[Extracted data entries]
— Begin —

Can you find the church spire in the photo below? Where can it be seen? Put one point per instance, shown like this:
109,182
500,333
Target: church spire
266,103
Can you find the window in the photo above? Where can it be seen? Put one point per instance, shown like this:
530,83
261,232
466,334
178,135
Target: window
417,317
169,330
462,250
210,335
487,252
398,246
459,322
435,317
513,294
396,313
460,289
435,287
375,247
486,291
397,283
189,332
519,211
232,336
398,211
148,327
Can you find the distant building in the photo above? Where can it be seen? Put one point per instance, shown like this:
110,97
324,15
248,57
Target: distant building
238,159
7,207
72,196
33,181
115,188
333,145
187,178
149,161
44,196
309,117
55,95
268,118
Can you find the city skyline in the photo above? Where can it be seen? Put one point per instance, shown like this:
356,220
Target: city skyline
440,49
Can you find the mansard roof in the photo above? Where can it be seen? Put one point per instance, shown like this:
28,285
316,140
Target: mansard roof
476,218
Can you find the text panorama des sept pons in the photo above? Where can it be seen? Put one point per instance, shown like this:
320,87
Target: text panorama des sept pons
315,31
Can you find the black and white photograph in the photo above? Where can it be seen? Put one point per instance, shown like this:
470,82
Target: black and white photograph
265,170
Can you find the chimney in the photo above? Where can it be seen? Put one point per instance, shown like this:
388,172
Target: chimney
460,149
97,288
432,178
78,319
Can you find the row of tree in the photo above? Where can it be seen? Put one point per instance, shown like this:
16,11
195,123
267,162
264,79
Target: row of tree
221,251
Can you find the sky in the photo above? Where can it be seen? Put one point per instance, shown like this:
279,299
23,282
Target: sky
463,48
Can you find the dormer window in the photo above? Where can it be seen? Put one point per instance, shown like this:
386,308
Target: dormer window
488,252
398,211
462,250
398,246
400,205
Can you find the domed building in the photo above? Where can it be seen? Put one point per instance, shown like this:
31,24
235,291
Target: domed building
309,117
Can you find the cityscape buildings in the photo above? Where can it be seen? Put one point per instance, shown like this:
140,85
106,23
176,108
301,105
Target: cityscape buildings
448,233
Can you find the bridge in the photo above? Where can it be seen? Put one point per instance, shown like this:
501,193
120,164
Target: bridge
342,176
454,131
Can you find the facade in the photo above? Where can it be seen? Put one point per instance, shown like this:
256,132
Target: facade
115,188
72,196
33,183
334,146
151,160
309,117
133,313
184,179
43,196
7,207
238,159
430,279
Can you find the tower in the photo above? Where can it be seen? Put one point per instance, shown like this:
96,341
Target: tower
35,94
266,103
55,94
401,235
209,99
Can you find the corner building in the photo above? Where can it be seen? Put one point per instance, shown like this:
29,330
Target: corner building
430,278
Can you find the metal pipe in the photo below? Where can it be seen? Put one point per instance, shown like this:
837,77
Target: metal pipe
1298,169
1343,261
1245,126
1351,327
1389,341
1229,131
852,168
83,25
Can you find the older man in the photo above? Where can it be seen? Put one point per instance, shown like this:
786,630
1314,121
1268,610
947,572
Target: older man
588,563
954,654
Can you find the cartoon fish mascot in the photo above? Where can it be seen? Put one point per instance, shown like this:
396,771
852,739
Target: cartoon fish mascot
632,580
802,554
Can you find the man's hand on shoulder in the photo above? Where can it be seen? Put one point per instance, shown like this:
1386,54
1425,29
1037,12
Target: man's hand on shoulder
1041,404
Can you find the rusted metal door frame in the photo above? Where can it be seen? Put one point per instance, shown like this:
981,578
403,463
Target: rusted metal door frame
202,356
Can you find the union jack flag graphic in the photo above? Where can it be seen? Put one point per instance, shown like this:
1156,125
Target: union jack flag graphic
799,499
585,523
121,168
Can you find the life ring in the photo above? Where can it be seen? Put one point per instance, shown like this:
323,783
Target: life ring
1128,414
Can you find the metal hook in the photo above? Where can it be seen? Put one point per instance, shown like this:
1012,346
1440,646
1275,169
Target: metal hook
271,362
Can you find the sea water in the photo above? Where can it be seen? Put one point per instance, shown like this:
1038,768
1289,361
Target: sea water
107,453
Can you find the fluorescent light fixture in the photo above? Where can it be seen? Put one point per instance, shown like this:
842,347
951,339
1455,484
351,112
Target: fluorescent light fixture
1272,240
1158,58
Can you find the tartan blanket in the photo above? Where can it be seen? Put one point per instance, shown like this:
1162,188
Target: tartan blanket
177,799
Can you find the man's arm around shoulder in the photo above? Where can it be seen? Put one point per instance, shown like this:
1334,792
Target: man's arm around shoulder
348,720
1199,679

— End —

### SET EXERCISE
Write out every entry exactly as given.

### TASK ANSWER
Can you find the church spire in the photo below? Where can it be seen? Put one point per instance, shown like this:
109,182
500,333
Target: church spire
266,103
Can you find the window in the photo above? Where can it be seen? Put one point per instance, shown like this:
530,83
261,232
466,334
178,135
Target: window
417,317
169,330
462,250
210,335
487,252
398,246
459,322
435,317
513,294
396,313
460,289
435,287
375,247
486,291
397,283
189,332
519,211
232,336
398,211
148,327
Can you find the distant building in the photo above? Where can it be seen? Put one point per instance, shown like this:
110,97
324,15
248,57
Target: distant building
238,159
7,207
72,196
33,181
115,188
333,145
187,178
149,161
44,196
309,117
55,95
268,118
Can you find the city skyline in the photo above? Where can it be seen? Put one point per instance, shown like this:
356,220
Target: city skyline
440,49
Can you find the mansard roof in the photo above? Where can it be seen? Put one point per instance, shown like this:
28,285
316,140
Target: mansard roof
476,218
Can you find the text panorama des sept pons in the photo above? Where can it be seen? Put one point per instance, shown like this:
320,87
Target: text panorama des sept pons
315,31
Can you find the black and white photograph in the photo above? Where can it be seen? Put one point per instance, shown like this:
470,82
Target: black and white photograph
265,170
Can you find the chimney in the photo above? Where can it be seen? Put one point per instance, shown like this:
388,172
Target: chimney
460,149
97,288
432,178
78,319
Can you find the row of tree in the photo above? Where can it be seen? Put one point per instance, shown like this:
16,11
195,123
267,162
264,79
Target: row of tree
221,251
Can you find the sky in the photo above? Where can it be seen? Put one point per instance, shown like this:
279,299
23,282
Target: sky
463,48
Can you find the dormer window in the photo above? Where can it be seen? Put one point per instance, shown like this:
386,308
Target: dormer window
488,252
398,211
462,250
398,246
400,205
Can you find the domed building in the photo above? Where can it be seen? Put one point per instance, shown like this:
31,24
235,291
Target: domed building
309,117
Can you find the cityscape buildings in the photo above? Where can it be seen? Put one point per instance, shown like this:
140,85
106,23
176,108
301,105
Target: cityscape buildings
448,233
Can you find the bridge in the photo above? Where can it be seen? Put one point per instance, shown like this:
501,193
120,164
Target: bridge
342,176
454,131
Can you find the facade in the photo above? Where can it be seen? Put one point per instance, shown like this:
256,132
Target: facade
115,188
72,196
33,183
334,146
151,160
309,117
133,313
184,179
43,196
7,207
238,159
430,279
Can you find the tower in the photo above? Where can it be seen? Put one point per instance, shown like this:
96,341
Target: tower
35,94
266,103
55,94
401,235
209,99
Can you find the corner building in the photo above? Where can it be seen? Put one point per instance, shown like this:
29,330
Target: corner building
430,278
Can you find the metal pipe in the photo below? Where can it be seen? Put one point per instance, shown like this:
837,77
Target: metal pipe
1298,169
1343,261
1245,126
1351,327
1389,341
1229,131
852,168
83,25
Can you find the older man in the photo above? Where can it be seen? Put one point per instance, shown like this:
786,630
1314,121
1268,610
947,572
Target: older man
588,563
954,654
Can you find the cartoon fish mascot in the photo above? Where can it be seen? Put one point per instance, shown like this:
396,771
852,739
Target: cartoon fish mascot
632,580
802,554
Can you find the man's hand on shoulder in the photo above? Where can it be seen? Put one point per instance, shown like this:
1386,54
1425,29
1037,12
Target: man's hand on shoulder
1041,404
Can you find the rusted metal door frame in the photo above? Where can it be seen? Put one point per instance, shown like this:
981,578
403,463
Target: rusted metal door frame
202,356
Can you find the union jack flag graphic in the photo above? Where can it be seen? Put one point per instance, shown like this:
1156,125
Target: union jack flag graphic
799,499
585,523
121,168
Can you find the life ring in the photo above? Where can it be seen? Put one point per instance, shown like this:
323,783
Target: life ring
1128,414
Can you find the metal hook in the photo above? Where can it be seen? Put one point per instance, shown like this:
1012,346
1440,646
1275,169
Target: metal hook
271,362
Can you find the sea water in the photo above? Where can it be seen? Put one point per instance, shown like this:
1038,768
1289,361
Target: sea water
107,453
Can you find the fluorescent light fixture in the photo above? Where can it be seen? Put one point per instance, shown like this:
842,347
951,339
1455,484
351,112
Target: fluorescent light fixture
1272,240
1158,58
Can you find the tartan blanket in the photo above? Where can it be seen? Put one point per instance, shown like this:
1162,188
Target: tartan blanket
177,799
Can you find the man's arm around shoulder in the photo above? Where can it be seen? Put one point per instance, shown like this:
1334,792
Target: man's arm around shoulder
348,720
1199,679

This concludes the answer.